*Action item*
Return only the lines from the start of the records through the line that contains "# example output, e.g. point(46, 164)", inclusive; leave out all pictures.

*Material provided*
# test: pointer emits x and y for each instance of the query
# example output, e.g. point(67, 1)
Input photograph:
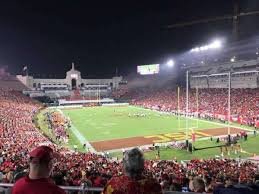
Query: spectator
point(198, 185)
point(133, 182)
point(41, 162)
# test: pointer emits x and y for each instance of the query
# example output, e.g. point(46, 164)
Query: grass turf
point(249, 147)
point(113, 122)
point(106, 123)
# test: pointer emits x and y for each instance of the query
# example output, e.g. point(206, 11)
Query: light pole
point(229, 93)
point(187, 109)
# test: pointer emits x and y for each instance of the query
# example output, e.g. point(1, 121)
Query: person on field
point(38, 181)
point(133, 181)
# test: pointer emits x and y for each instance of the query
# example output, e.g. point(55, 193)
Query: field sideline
point(110, 128)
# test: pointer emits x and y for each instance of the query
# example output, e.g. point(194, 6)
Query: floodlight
point(170, 63)
point(215, 44)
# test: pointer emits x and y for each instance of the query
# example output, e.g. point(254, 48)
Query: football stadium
point(184, 122)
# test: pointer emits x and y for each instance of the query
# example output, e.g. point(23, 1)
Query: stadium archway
point(73, 84)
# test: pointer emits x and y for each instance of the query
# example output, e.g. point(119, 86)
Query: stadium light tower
point(216, 44)
point(170, 63)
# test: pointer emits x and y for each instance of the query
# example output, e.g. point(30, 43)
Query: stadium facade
point(73, 81)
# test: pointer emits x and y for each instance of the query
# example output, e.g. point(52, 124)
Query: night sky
point(102, 35)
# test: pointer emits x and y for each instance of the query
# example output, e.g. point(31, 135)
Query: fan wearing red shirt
point(133, 182)
point(38, 181)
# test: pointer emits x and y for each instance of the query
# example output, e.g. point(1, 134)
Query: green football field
point(107, 123)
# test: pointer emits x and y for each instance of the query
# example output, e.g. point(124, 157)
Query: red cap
point(42, 152)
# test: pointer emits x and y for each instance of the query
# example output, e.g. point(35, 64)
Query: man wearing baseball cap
point(38, 181)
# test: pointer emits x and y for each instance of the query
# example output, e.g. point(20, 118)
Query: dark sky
point(102, 35)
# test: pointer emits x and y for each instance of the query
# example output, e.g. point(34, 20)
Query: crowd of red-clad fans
point(212, 103)
point(18, 136)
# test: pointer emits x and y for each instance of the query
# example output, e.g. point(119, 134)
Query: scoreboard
point(148, 69)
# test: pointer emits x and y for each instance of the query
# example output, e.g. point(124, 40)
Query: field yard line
point(213, 122)
point(79, 136)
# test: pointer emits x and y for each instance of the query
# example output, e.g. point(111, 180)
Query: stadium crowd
point(59, 125)
point(212, 103)
point(18, 136)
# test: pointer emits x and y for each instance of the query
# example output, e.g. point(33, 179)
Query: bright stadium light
point(170, 63)
point(214, 45)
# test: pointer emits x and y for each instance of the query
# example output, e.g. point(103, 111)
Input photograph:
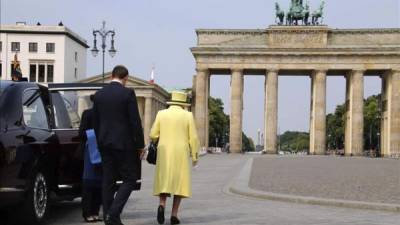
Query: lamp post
point(103, 33)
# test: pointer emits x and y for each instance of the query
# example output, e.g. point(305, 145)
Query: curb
point(240, 186)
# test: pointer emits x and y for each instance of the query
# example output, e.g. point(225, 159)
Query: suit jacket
point(116, 119)
point(86, 124)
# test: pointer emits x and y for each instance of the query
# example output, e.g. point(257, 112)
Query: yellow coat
point(176, 131)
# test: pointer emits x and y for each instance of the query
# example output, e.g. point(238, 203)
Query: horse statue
point(295, 13)
point(280, 14)
point(318, 14)
point(306, 14)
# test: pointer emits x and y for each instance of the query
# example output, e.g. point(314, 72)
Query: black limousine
point(40, 158)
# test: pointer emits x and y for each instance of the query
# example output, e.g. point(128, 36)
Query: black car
point(40, 157)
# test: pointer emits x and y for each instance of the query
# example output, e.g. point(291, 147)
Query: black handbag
point(152, 153)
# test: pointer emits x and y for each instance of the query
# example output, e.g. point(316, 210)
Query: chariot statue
point(299, 11)
point(280, 14)
point(317, 15)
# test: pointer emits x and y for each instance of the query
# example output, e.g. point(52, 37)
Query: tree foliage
point(336, 123)
point(219, 126)
point(294, 141)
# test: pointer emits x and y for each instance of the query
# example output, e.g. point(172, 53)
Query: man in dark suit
point(120, 139)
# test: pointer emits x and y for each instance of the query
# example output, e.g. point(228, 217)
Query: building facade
point(151, 98)
point(313, 51)
point(46, 54)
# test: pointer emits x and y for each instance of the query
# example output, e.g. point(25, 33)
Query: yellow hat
point(178, 98)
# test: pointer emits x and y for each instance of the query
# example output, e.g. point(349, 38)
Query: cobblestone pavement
point(358, 179)
point(211, 204)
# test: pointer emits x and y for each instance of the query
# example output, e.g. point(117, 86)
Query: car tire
point(36, 204)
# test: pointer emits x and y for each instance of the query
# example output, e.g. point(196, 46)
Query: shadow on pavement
point(60, 213)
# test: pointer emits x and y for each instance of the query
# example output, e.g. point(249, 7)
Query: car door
point(69, 102)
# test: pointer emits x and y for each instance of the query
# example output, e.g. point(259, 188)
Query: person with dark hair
point(92, 175)
point(16, 76)
point(119, 133)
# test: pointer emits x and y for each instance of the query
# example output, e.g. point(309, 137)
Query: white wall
point(63, 58)
point(70, 64)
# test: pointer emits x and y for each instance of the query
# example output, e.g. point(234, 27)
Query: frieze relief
point(253, 59)
point(299, 39)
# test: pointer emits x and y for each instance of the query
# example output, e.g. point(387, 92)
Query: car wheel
point(37, 202)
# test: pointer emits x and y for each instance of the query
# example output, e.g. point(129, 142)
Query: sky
point(160, 33)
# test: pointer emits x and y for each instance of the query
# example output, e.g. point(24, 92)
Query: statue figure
point(306, 14)
point(295, 13)
point(280, 14)
point(318, 14)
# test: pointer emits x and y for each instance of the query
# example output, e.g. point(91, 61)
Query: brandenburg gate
point(316, 51)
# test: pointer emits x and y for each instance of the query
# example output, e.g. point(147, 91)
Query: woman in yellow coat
point(175, 131)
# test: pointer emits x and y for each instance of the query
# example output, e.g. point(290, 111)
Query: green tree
point(335, 124)
point(294, 141)
point(219, 123)
point(371, 122)
point(219, 126)
point(247, 143)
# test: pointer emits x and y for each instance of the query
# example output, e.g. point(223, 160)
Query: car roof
point(7, 83)
point(75, 86)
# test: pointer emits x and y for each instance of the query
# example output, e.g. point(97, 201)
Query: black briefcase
point(152, 153)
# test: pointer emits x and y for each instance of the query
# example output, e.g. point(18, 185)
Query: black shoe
point(160, 215)
point(175, 220)
point(109, 220)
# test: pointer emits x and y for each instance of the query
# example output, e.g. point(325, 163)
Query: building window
point(32, 73)
point(50, 73)
point(11, 69)
point(32, 47)
point(15, 47)
point(50, 47)
point(41, 72)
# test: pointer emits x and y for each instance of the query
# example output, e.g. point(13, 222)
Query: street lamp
point(103, 33)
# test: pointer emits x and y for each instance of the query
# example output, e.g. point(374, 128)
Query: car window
point(68, 107)
point(33, 110)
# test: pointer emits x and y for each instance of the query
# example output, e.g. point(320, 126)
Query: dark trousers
point(91, 200)
point(117, 164)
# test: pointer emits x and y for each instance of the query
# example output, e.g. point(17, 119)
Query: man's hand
point(142, 153)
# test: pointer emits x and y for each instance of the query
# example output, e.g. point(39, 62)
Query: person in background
point(175, 131)
point(16, 76)
point(119, 133)
point(92, 176)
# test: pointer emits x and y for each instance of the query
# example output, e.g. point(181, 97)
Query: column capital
point(237, 70)
point(202, 70)
point(358, 70)
point(321, 70)
point(395, 70)
point(272, 70)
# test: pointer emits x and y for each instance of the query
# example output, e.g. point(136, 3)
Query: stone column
point(147, 118)
point(207, 113)
point(201, 105)
point(390, 126)
point(235, 138)
point(271, 112)
point(354, 113)
point(318, 113)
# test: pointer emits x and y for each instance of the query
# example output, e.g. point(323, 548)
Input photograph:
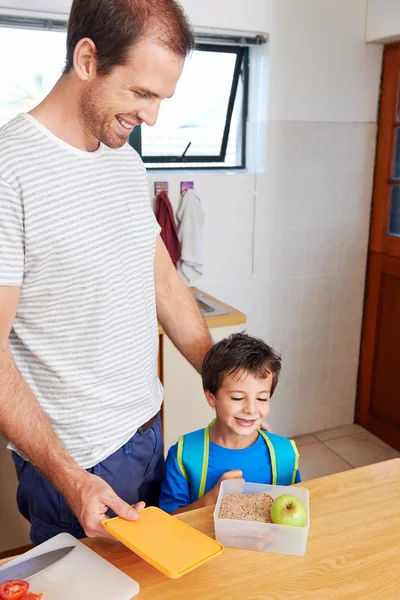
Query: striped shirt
point(77, 234)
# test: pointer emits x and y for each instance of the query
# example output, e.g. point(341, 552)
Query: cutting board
point(81, 575)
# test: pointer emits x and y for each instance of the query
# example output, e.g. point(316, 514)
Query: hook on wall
point(160, 186)
point(185, 186)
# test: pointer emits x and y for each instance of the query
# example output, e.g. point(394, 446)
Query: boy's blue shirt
point(254, 462)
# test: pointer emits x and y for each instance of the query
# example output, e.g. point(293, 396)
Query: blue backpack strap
point(192, 456)
point(284, 458)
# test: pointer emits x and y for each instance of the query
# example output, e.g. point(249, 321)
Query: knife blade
point(32, 566)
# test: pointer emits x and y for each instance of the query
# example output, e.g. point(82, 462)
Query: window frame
point(241, 69)
point(238, 44)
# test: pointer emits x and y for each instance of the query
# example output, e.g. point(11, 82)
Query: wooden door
point(378, 401)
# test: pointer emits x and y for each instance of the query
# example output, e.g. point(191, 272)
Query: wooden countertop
point(353, 550)
point(234, 317)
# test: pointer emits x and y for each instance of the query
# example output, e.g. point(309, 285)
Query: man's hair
point(239, 352)
point(116, 25)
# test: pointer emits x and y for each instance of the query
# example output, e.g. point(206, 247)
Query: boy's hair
point(239, 352)
point(116, 25)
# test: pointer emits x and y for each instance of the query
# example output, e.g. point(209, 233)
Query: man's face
point(112, 105)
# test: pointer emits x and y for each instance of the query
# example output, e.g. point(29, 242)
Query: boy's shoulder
point(275, 436)
point(191, 436)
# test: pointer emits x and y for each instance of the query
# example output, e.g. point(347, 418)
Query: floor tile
point(305, 440)
point(337, 432)
point(362, 449)
point(316, 460)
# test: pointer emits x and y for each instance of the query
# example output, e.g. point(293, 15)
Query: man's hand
point(91, 497)
point(212, 495)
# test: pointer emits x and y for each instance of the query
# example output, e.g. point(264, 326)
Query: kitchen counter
point(353, 550)
point(233, 316)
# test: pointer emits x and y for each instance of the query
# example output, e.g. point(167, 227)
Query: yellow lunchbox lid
point(165, 542)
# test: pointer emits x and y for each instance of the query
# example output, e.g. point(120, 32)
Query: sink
point(207, 307)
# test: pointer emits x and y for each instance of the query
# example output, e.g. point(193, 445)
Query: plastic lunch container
point(266, 537)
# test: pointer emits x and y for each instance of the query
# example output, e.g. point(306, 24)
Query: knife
point(32, 566)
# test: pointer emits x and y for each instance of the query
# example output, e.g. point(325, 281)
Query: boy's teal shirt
point(254, 462)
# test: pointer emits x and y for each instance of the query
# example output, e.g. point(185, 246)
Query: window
point(27, 76)
point(202, 126)
point(204, 123)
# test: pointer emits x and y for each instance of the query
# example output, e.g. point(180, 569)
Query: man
point(84, 275)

*Problem solution*
# test: pointer emits x and y for each instance of the query
# example output, e.g. point(67, 1)
Input photograph:
Query: spectator
point(198, 185)
point(133, 182)
point(41, 162)
# test: pointer emits x and y for each instance of the query
# example output, e.g. point(46, 164)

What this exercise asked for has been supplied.